Directive A :: Reproduce the part of the documentary review between "It should come" and "based 'The Straight Story'.", inclusive.
Directive B :: According to the documentary review, in what year did 'Harlan County U.S.A.' win an Oscar?

Provided passage ::
§ §
To wrap her camera around this elephantine struggle between have alls and have nots, Kopple and co toiled long hours for time on end, digesting the picket lines, court room drama, fierce pride and recollection of mining history (often brutal) and even a field trip style picket in Manhattan to spread the word to Wall Street stockholders, to build an epic stockpile of footage (to wit-not an anomaly for a documentary project) with which to sculpt a film that would live on to first win itself an Oscar (in 1976) and later a place in the National Film Registry (a segment of the Library of Congress). This director had her skills honed putting down alongside the Brothers Maysles and gleaned from them an ample respect for the particulars of persona and place. 'Harlan County U.S.A.' thrives off the richness of character in these rough but honest working folk and their powerful desire to set things to right.
The Criterion Collection (and they tend to do right by a lot of fine films) has the best possible edition of this thing on DVD (spine # 334, look it up at criterion.com) that slaps on outtakes, interviews, commentary and even a reissue panel from the Sundance Film Fest (circa-2005) featuring Kopple and a still vocal Roger Ebert. Another classic to add to the list, and the list is ever growing.
Sticking to the countryside and moving up and over a ways-Montana.
A strange little left field piece of work called 'Sweetgrass' seeks to bring the untrained eye in touch with the laborious practice of prepping and herding a mass of, sometimes unruly, sheep from point A-the ranch to point B-the grazing pasture, all via the less than forgiving Absaroka-Beartooth mountains (a mass of wild natural abandon that sprawls some 900,000 + acres, even bleeding over into neighboring 'frontier' state Wyoming).
The film tags along behind a small collection of all-pro ranchers as they enact the deed of pushing and prodding a mass of wholly bastards up and through the impressive terrain all the while balancing workman like resolution with occasional lapses into frustration (most deliciously evidenced in a very profane outburst played out against one of the film's many sumptuous landscapes shots.
'Sweetgrass' is the feature result of husband/wife filmmaking tandem Lucien Castaing-Taylor and Ilisa Barbash devoting a reported eight or so years studying, learning and documenting this nearly outdated and romantic throwback industry of cowboys making their way, big country style. The pair relate this ambitious endeavor by way of long, dreamy studies of the sheer scope of these 'Big Sky' spaces, takes that are (thankfully) bereft of the cumbersome inclusion of some narrator flooding your ears with the painfully obvious and/or trite. 'Sweetgrass' is a blend of cool, hypnotic dream state and hard, rigorous slice-of-life truth. The film waivers between the punch in/punch out mundaity attributed to getting a job done (cowboys banter, tell hick savvy jokes, doze off mid day) to the blunt facts of life (sheep giving sloppy, juicy birth, calves being pruned and tagged), all unblinkingly processed through the video camera eye.
It should come as no real surprise that Castaing-Taylor is a Harvard based Professor specializing in Anthropology and Social Sciences, he has an obvious affinity for cultural process and the little human details that give flesh and blood vibrancy to an act that would, otherwise, read as soulless and mechanical. He also know how to photograph those big open Montana expanses. sweetgrassthemovie.com
Speaking of Montana, you all remember that one 'weird' guy, David Lynch? Well he sites Missoula, the states' second largest city, as his birthplace. Now, while most folks fondly recall Lynch as the gleefully warped brain-trust behind such ready made eccentricities as 'Blue Velvet' and the short lived, small screen phenom 'Twin Peaks', I prefer to instead to do a quick run through of the true curio of his filmography, the G-Rated, Walt Disney distributed and Iowa based 'The Straight Story'.
§ §
Provided data ::
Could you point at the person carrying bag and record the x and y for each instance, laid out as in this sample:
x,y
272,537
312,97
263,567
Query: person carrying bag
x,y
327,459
§ §
Reply A ::
It should come as no real surprise that Castaing-Taylor is a Harvard based Professor specializing in Anthropology and Social Sciences, he has an obvious affinity for cultural process and the little human details that give flesh and blood vibrancy to an act that would, otherwise, read as soulless and mechanical. He also know how to photograph those big open Montana expanses. sweetgrassthemovie.com
Speaking of Montana, you all remember that one 'weird' guy, David Lynch? Well he sites Missoula, the states' second largest city, as his birthplace. Now, while most folks fondly recall Lynch as the gleefully warped brain-trust behind such ready made eccentricities as 'Blue Velvet' and the short lived, small screen phenom 'Twin Peaks', I prefer to instead to do a quick run through of the true curio of his filmography, the G-Rated, Walt Disney distributed and Iowa based 'The Straight Story'.

Reply B :: 1976